● **ЦИТИРУЕМЫЙ ФРАГМЕНТ**:
Когда Адам и Ева попробовали плод с древа познания, Господь выгнал их, чтобы они не стали «как один из Нас», отведав с древа жизни. С тех пор, как человека выгнали из райского сада, где он обрел познание добра и зла, он лишен древа жизни и постоянно стремится к нему. «И сказал Господь Бог: вот, Адам стал как один из Нас, зная добро и зло; и теперь как бы не простер он руки своей, и не взял также от дерева жизни, и не вкусил, и не стал жить вечно. И выслал его Господь Бог из сада Едемского, чтобы возделывать землю, из которой он взят» (Быт. 3:22–23). Возникает ощущение, как будто бы Бог опасается, что Адам и Ева могут стать равными ему. Как будто бы Бог боится некоторой конкуренции. В традиционном толковании указывают на то, что в данном случае выражение «стал, как один из Нас» не про то, что стал подобен нам в своем познании добра и зла, а стал разъединенным, раздробленным. Действительно, он утратил первоначальное единство. Потерянный Рай – это потеря первоначального единства – хотя и досознательного, но все же единства. Отведав с древа познания добра и зла, человек обрел эго, но потерял связь со всем миром. И если человек в этой своей раздробленности отведает с древа жизни, то увековечит себя в этом состоянии – увековечит свое эго, которое является лишь частью психики, то есть следствием раздробленности, и лишит себя возможности дальнейшего движения.
Древо жизни становится для человека целью, к которой он будет стремиться. Но для этого нужно заново собрать себя воедино. Всегда происходит именно так: сначала человек начинает познавать вещи по отдельности – это называется «анализ», – а потом собирает то, что проанализировал, – это называется «синтез». Это два главных инструмента познания. Когда человек вкушает с древа познания добра и зла – это анализ, но синтез невозможен до тех пор, пока человек не осознает все части своего первозданного единства. Тогда появляется древо жизни, которое собирает в себе раздробленное человеческое сознание опять воедино.

● **ЗАДАНИЕ 1**:
Перечислите по фрагменту о древе жизни все действия Адама, которых, согласно цитате из Книги Бытия (Быт. 3:22–23), опасается Господь Бог.
● **ЗАДАНИЕ 2**:
Ответьте по фрагменту о древе жизни на следующие вопросы:
(a) Что человек обрел и что потерял, отведав с древа познания добра и зла?
(b) Как называется познание вещей по отдельности?
(c) Как называется собирание того, что было проанализировано?

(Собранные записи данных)

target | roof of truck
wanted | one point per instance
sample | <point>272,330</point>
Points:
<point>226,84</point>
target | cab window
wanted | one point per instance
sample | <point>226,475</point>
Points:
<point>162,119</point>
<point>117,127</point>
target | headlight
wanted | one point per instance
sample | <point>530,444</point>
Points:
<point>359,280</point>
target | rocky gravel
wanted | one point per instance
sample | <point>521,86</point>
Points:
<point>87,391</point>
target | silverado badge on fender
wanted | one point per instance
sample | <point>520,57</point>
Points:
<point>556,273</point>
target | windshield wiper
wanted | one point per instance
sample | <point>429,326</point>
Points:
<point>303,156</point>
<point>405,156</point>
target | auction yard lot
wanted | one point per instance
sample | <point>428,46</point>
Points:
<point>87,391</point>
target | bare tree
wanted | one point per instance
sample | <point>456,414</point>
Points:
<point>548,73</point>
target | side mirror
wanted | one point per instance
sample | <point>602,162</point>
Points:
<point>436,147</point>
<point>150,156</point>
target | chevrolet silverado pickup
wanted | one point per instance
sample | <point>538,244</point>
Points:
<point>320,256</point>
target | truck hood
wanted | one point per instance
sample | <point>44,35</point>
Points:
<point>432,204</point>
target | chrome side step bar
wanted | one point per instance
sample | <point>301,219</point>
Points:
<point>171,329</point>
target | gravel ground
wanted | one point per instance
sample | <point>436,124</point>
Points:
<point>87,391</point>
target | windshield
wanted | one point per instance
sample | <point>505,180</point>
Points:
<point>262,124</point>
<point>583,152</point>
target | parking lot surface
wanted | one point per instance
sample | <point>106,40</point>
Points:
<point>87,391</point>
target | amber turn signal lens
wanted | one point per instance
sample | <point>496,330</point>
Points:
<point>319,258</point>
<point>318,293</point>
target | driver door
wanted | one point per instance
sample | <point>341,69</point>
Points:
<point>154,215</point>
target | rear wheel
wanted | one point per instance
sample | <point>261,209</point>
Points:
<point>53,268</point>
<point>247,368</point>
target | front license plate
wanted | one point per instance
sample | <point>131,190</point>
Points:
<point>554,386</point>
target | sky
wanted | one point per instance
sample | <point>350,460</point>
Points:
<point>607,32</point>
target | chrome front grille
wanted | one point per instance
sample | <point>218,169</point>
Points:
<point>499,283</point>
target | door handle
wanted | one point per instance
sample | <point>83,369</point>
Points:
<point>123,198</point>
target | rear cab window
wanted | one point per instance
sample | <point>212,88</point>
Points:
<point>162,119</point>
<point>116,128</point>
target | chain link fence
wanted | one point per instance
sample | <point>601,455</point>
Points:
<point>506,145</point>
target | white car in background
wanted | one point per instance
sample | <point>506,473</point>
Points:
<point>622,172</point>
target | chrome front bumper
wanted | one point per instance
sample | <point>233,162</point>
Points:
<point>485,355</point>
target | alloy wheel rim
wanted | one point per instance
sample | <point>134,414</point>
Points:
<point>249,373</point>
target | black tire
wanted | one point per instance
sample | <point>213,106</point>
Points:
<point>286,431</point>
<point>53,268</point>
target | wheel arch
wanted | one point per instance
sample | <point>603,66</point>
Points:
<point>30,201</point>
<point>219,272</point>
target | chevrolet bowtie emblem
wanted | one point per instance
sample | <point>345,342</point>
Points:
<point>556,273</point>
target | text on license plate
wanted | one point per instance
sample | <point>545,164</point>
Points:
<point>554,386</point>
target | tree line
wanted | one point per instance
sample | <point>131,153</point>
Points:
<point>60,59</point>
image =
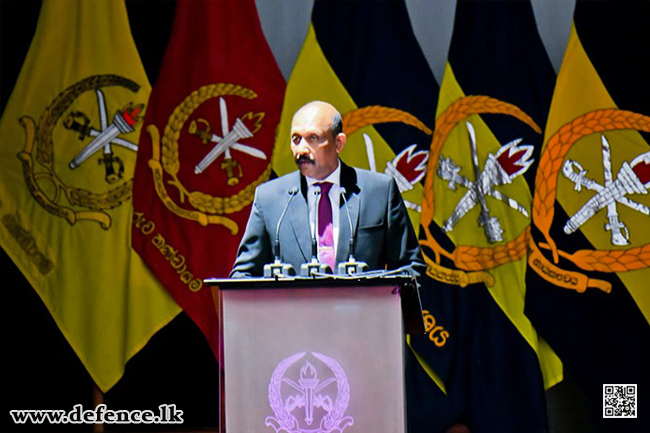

● **ОТВЕТ 1**:
1. «простер он руки своей»
2. «взял также от дерева жизни»
3. «вкусил»
4. «стал жить вечно»

● **ОТВЕТ 2**:
(a) Человек обрел эго, но потерял связь со всем миром.
(b) Анализ.
(c) Синтез.